» **Directions for this task**: Please copy the lines below word for word, keeping their order and leaving nothing out.

» **Information provided**:
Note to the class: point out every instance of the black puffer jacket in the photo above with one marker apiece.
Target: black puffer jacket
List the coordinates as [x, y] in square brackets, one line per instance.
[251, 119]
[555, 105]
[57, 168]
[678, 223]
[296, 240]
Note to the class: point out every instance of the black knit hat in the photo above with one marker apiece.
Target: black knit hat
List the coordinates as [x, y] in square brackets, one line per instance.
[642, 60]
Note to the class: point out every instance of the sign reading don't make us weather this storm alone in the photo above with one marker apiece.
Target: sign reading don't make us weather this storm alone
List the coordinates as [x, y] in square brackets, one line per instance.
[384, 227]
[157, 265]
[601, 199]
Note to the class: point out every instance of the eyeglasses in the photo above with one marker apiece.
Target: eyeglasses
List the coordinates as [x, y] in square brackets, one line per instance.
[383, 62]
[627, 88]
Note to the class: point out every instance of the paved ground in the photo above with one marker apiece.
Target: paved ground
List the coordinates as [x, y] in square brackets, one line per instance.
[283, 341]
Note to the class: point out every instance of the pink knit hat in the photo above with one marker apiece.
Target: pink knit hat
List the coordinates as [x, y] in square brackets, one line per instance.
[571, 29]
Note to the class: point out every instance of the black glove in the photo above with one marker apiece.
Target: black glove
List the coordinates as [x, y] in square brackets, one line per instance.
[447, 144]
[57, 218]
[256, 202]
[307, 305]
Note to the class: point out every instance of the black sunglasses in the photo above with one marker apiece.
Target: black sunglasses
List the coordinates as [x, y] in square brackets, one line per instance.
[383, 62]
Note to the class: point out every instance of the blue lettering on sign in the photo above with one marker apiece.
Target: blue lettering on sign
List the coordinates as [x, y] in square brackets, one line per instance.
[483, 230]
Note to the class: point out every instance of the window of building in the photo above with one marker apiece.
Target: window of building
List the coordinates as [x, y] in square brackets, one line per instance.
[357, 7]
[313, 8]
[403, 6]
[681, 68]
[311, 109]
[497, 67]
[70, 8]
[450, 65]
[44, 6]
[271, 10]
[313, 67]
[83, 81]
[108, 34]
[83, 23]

» **Output below**:
Note to the class: point out every instance of the black puffer jacket in the photo above with one marker apiece.
Target: black puffer jacket
List the coordinates as [x, y] in square brackets, one line per instance.
[251, 119]
[555, 105]
[57, 168]
[678, 223]
[296, 240]
Note to the class: point out every instance of the black knit hat in the photo above with one marker apiece.
Target: black knit hat
List the coordinates as [x, y] in square brackets, one line per instance.
[642, 60]
Note to the class: point out every instance of the sign reading don't make us weather this storm alone in the photo above with one marker apiece.
Target: sign reading don't make us weather this storm alone
List the coordinates as [x, y] in square brackets, one line per instance.
[384, 227]
[157, 265]
[601, 199]
Note to the class: point out every instance of the eyeglasses in the photo above with one marker apiece.
Target: eyeglasses
List the coordinates as [x, y] in square brackets, one line per instance.
[383, 62]
[627, 88]
Note to the class: point out every instance of the paved ground in the photo above with one marker apiece.
Target: paved ground
List the coordinates as [x, y] in square brackets, one line per instance.
[283, 341]
Note to the class: point out every instance of the pink knit hat in the photo above with one marker apiece.
Target: pink knit hat
List the coordinates as [x, y] in square brackets, one line per instance.
[571, 29]
Note to the class: point out every instance of the black glove in the photo above with one marker apiece.
Target: black glove
List the coordinates as [x, y] in square brackets, one line per instance.
[447, 144]
[57, 218]
[256, 202]
[307, 305]
Note to the class: point out every instance of the black sunglasses in the photo above with one marker apiece.
Target: black sunglasses
List the coordinates as [x, y] in square brackets, one line per instance.
[383, 62]
Note to the class: point out every instance of the blue lettering on sign in the photo above with one marker apiece.
Target: blue lettering on sign
List the coordinates as [x, y] in square brackets, one line per instance.
[483, 230]
Note to the class: point out every instance of the window of building in the photo above with one marker apiece.
Target: window of building
List the coordinates as [x, y] in square brackets, one line per instance.
[357, 7]
[313, 8]
[403, 6]
[681, 68]
[311, 109]
[497, 67]
[70, 8]
[450, 65]
[44, 6]
[271, 10]
[313, 67]
[83, 81]
[108, 34]
[83, 23]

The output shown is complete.